Exercise goal:
All the data should be repeated exactly. Any image in it is left out.

Supplied information:
········

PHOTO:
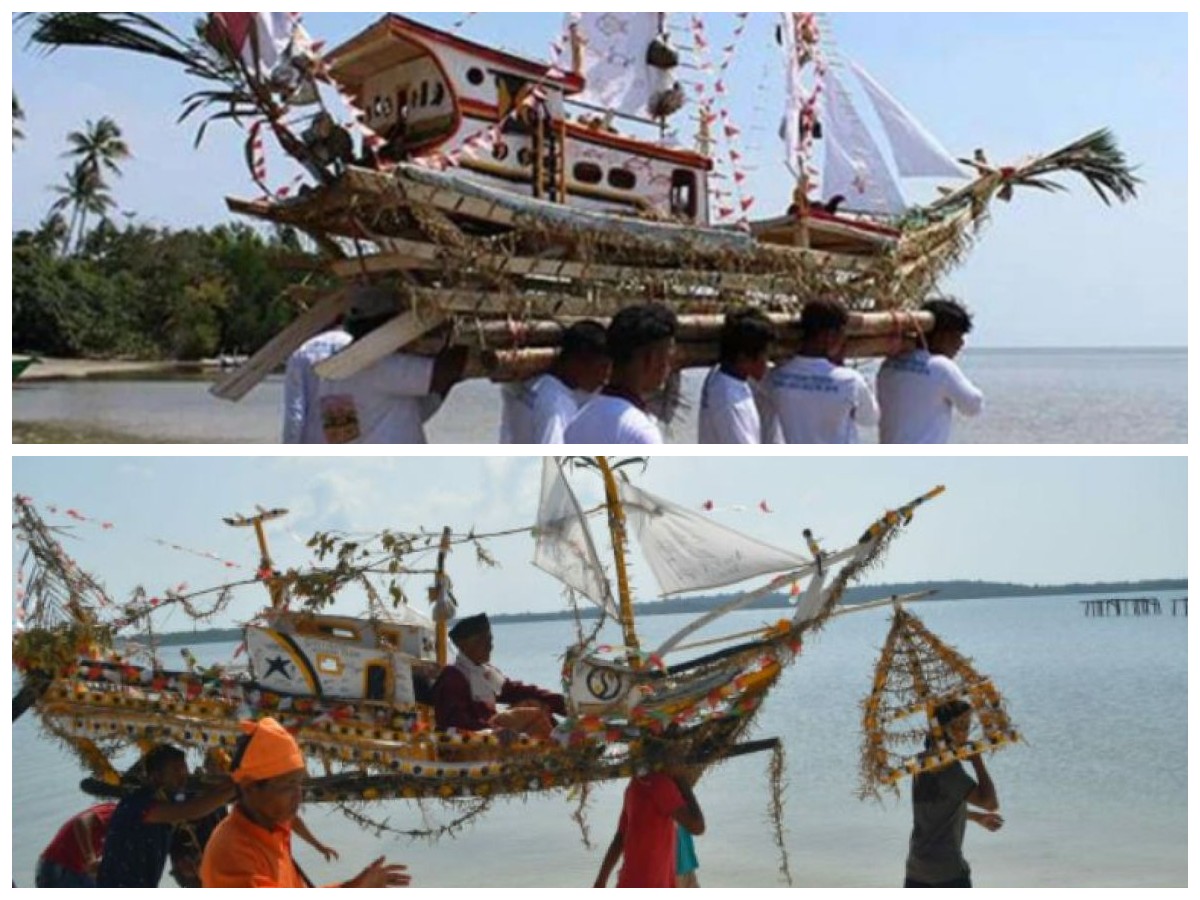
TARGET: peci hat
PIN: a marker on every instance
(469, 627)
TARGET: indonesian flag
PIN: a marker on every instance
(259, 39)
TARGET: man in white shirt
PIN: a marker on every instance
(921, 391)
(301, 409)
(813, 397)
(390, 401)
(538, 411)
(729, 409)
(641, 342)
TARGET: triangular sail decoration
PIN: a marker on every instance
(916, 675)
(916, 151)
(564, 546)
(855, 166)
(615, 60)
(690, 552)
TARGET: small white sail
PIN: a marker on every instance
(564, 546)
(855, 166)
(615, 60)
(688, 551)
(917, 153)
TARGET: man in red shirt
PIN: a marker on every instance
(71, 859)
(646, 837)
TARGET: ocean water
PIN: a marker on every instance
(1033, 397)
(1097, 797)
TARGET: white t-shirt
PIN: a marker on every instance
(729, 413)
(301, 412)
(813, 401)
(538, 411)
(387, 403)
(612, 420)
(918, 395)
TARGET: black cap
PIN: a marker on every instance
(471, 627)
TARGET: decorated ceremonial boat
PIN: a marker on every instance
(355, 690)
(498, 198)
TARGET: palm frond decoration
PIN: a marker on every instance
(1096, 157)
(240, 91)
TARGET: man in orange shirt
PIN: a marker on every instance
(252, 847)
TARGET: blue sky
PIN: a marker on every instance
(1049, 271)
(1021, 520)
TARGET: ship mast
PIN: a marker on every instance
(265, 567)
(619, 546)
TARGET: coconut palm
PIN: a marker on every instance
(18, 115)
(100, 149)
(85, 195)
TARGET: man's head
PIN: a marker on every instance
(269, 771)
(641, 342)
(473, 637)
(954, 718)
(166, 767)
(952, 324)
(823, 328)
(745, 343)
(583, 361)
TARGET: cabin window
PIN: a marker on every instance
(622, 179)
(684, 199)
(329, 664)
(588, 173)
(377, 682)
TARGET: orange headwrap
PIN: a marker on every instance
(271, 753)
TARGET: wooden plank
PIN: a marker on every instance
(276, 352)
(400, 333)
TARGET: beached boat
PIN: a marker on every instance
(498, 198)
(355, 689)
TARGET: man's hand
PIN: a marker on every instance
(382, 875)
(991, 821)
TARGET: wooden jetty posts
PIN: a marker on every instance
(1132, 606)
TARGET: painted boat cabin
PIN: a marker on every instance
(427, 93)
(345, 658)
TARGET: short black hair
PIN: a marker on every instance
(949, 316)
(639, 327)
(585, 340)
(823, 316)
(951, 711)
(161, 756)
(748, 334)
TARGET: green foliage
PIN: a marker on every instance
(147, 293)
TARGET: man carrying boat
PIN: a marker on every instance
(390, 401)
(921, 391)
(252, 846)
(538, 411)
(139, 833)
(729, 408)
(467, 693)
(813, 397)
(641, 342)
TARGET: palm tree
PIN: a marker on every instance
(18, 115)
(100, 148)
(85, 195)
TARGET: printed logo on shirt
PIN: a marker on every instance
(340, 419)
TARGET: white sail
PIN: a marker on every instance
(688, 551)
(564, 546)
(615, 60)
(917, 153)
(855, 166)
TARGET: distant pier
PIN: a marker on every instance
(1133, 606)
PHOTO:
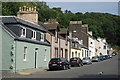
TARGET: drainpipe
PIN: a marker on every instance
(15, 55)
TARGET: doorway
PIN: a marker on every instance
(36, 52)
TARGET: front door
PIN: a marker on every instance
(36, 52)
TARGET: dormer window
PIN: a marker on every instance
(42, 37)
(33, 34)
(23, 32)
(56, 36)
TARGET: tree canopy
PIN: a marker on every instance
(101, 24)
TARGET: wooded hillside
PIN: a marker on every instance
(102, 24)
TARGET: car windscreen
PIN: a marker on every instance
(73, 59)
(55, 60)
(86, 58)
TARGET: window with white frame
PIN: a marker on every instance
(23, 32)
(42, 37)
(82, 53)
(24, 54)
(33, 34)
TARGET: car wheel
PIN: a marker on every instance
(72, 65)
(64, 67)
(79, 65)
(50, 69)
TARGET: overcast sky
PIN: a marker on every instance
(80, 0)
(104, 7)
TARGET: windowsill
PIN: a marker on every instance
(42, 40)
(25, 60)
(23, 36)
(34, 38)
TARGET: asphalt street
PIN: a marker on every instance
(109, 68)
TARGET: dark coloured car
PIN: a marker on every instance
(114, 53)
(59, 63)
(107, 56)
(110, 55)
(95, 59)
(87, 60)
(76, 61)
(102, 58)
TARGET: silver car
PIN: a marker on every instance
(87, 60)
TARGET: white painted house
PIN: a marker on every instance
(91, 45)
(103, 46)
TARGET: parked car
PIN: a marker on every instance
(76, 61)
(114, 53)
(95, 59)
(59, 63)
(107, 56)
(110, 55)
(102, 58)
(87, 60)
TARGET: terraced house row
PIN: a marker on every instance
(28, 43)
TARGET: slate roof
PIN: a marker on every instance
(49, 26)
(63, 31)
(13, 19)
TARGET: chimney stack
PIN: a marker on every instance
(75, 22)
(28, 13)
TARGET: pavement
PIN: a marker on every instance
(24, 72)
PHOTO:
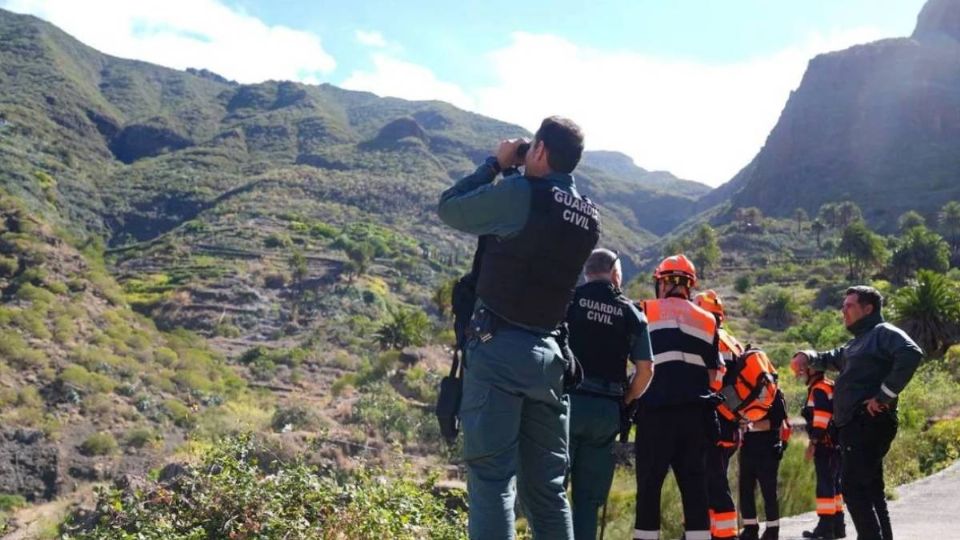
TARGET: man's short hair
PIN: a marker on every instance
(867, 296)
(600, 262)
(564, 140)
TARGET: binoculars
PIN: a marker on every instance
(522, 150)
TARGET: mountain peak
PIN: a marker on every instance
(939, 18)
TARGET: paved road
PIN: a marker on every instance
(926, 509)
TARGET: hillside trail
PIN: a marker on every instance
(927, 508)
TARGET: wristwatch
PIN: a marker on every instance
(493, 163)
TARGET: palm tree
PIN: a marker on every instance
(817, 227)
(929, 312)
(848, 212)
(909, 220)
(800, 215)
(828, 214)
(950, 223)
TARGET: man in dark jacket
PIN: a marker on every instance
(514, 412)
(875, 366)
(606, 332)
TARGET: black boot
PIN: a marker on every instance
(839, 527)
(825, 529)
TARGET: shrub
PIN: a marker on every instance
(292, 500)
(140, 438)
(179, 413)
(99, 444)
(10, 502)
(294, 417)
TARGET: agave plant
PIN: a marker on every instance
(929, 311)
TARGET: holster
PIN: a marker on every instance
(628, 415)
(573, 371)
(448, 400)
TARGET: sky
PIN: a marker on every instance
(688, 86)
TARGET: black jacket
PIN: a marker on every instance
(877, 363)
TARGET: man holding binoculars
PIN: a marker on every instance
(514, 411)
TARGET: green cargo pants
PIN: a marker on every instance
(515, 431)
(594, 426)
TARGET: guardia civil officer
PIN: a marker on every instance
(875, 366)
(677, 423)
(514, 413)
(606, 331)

········

Output of the exercise:
PHOTO:
TARGET: peci hat
PIN: a marker on every instance
(469, 627)
TARGET: indonesian flag
PIN: a marker on every instance
(259, 39)
TARGET: man in white shirt
PIN: a marker on every instance
(921, 391)
(301, 409)
(813, 397)
(390, 401)
(538, 411)
(729, 409)
(641, 342)
TARGET: triangular sail decoration
PIN: a marker on every instance
(916, 675)
(916, 151)
(564, 546)
(855, 166)
(615, 60)
(690, 552)
TARGET: small white sail
PIN: a marker on every instance
(564, 546)
(855, 166)
(615, 60)
(688, 551)
(917, 153)
TARGET: man in red shirt
PIN: a marker on every instance
(71, 859)
(646, 837)
TARGET: ocean water
PIN: a marker on every instance
(1033, 397)
(1097, 797)
TARGET: white t-shirt
PIN: a marker on every instance
(729, 413)
(301, 412)
(813, 401)
(538, 411)
(387, 403)
(612, 420)
(918, 395)
TARGET: black cap
PIN: a marker on every instance
(471, 627)
TARGET: decorated ceremonial boat
PIN: a marker on every instance
(355, 690)
(498, 198)
TARGET: palm frond decoration
PIN: a marker on every instance
(1096, 157)
(240, 91)
TARGET: man in orange shirt
PIN: a marker on every instance
(252, 847)
TARGET: blue sky
PIN: a marker on every instance
(1049, 271)
(1021, 520)
TARGET: ship mast
PIN: a marker on every instance
(265, 567)
(619, 546)
TARGET: coconut palm
PIN: a marker on every instance
(18, 115)
(100, 149)
(85, 195)
TARGET: man's head
PIN: a marker on every instance
(269, 771)
(641, 342)
(473, 637)
(954, 718)
(166, 767)
(952, 324)
(823, 328)
(745, 343)
(583, 361)
TARGET: cabin window
PIN: a marker on every instance
(622, 179)
(684, 199)
(329, 664)
(588, 173)
(377, 682)
TARGET: orange headwrap
PIN: a marker on every instance
(271, 753)
TARGET: wooden plank
PIN: a marker on every instance
(276, 352)
(400, 333)
TARGET: beached boat
PIN: a marker on every instance
(498, 198)
(355, 689)
TARGET: man's hand
PIN: a marker on every instance
(382, 875)
(991, 821)
TARGET: wooden jetty posts
PIN: a marker on every instance
(1132, 606)
TARGET: painted boat cabin
PIN: a marker on every instance
(427, 93)
(345, 658)
TARGET: short black hair
PIN: a marker on every instance
(949, 316)
(639, 327)
(585, 340)
(823, 316)
(951, 711)
(161, 756)
(748, 334)
TARGET: green foliage
PIN: a marker on every instance
(147, 293)
TARGET: man carrying boat
PIN: a marker on every instance
(390, 401)
(921, 391)
(252, 846)
(538, 411)
(139, 833)
(729, 408)
(467, 693)
(813, 397)
(641, 342)
TARGET: palm tree
PIN: a marker on every instance
(18, 115)
(100, 148)
(85, 195)
TARGET: printed logo on shirt
PIN: a marker on every instance
(340, 419)
TARGET: white sail
PIN: a marker on every instance
(688, 551)
(564, 546)
(615, 60)
(917, 153)
(855, 166)
TARGET: distant pier
PIN: a marker on every instance
(1133, 606)
PHOTO:
TARGET: drainpipe
PIN: a marker on every instance
(15, 55)
TARGET: doorway
PIN: a marker on every instance
(36, 52)
TARGET: front door
PIN: a marker on every instance
(36, 52)
TARGET: dormer window
PIN: a marker on every instance
(42, 37)
(33, 34)
(23, 32)
(56, 36)
TARGET: tree canopy
PIN: a marker on every instance
(101, 24)
TARGET: wooded hillside
PIN: a marker on every instance
(102, 24)
TARGET: car windscreen
PIN: a marker on every instance
(73, 59)
(55, 60)
(86, 58)
TARGET: window with white frame
PIN: a marker on every instance
(23, 32)
(42, 37)
(82, 53)
(24, 54)
(33, 34)
TARGET: car wheel
PIN: a marker on every instance
(72, 65)
(64, 67)
(79, 65)
(50, 69)
TARGET: overcast sky
PIN: a marker on every instance
(80, 0)
(104, 7)
TARGET: windowsill
PIN: a marker on every instance
(42, 40)
(25, 60)
(23, 36)
(34, 38)
TARGET: asphalt street
PIN: a marker on every instance
(109, 68)
TARGET: dark coloured car
PIN: a marker on every instance
(114, 53)
(59, 63)
(107, 56)
(110, 55)
(95, 59)
(87, 60)
(76, 61)
(102, 58)
TARGET: silver car
PIN: a marker on every instance
(87, 60)
TARGET: white painted house
PIN: a marker on every instance
(91, 45)
(103, 46)
TARGET: parked car
PIN: a marker on every instance
(76, 61)
(114, 53)
(95, 59)
(59, 63)
(107, 56)
(110, 55)
(102, 58)
(87, 60)
TARGET: terraced house row
PIN: a marker on every instance
(28, 43)
TARGET: slate roof
PIN: a marker on every instance
(49, 26)
(63, 31)
(13, 19)
TARGET: chimney stack
PIN: a marker on every instance
(75, 22)
(28, 13)
TARGET: pavement
PIN: a marker on every instance
(24, 72)
PHOTO:
TARGET: man's short hair
PIN: a marker on every instance
(867, 296)
(600, 262)
(564, 140)
TARGET: binoculars
PIN: a marker on every instance
(522, 150)
TARGET: mountain peak
PIN: a marker on every instance
(939, 18)
TARGET: paved road
PIN: a marker on every instance
(926, 509)
TARGET: hillside trail
PIN: a marker on every instance
(927, 508)
TARGET: wristwatch
PIN: a marker on every instance
(493, 163)
TARGET: palm tree
PIN: a marker on every instance
(817, 227)
(929, 312)
(848, 212)
(909, 220)
(800, 215)
(828, 214)
(950, 223)
TARGET: man in dark jacket
PIN: a marker on every instance
(514, 412)
(875, 366)
(606, 332)
TARGET: black boot
PIN: a marker on every instance
(839, 527)
(825, 529)
TARGET: shrub
PIN: a marker on every instance
(292, 500)
(140, 438)
(179, 413)
(99, 444)
(10, 502)
(294, 417)
TARGET: agave plant
PIN: a marker on every instance
(929, 311)
TARGET: holster
PIN: a marker on every instance
(628, 415)
(573, 371)
(448, 400)
TARGET: sky
PIN: a marker on every instance
(688, 86)
TARGET: black jacket
PIN: a marker on every instance
(877, 363)
TARGET: man holding binoculars
PIN: a marker on every instance
(514, 411)
TARGET: green cargo pants
PIN: a marker on every instance
(515, 431)
(594, 426)
TARGET: guardia civil officer
PIN: a marker on every instance
(875, 366)
(677, 423)
(514, 413)
(606, 331)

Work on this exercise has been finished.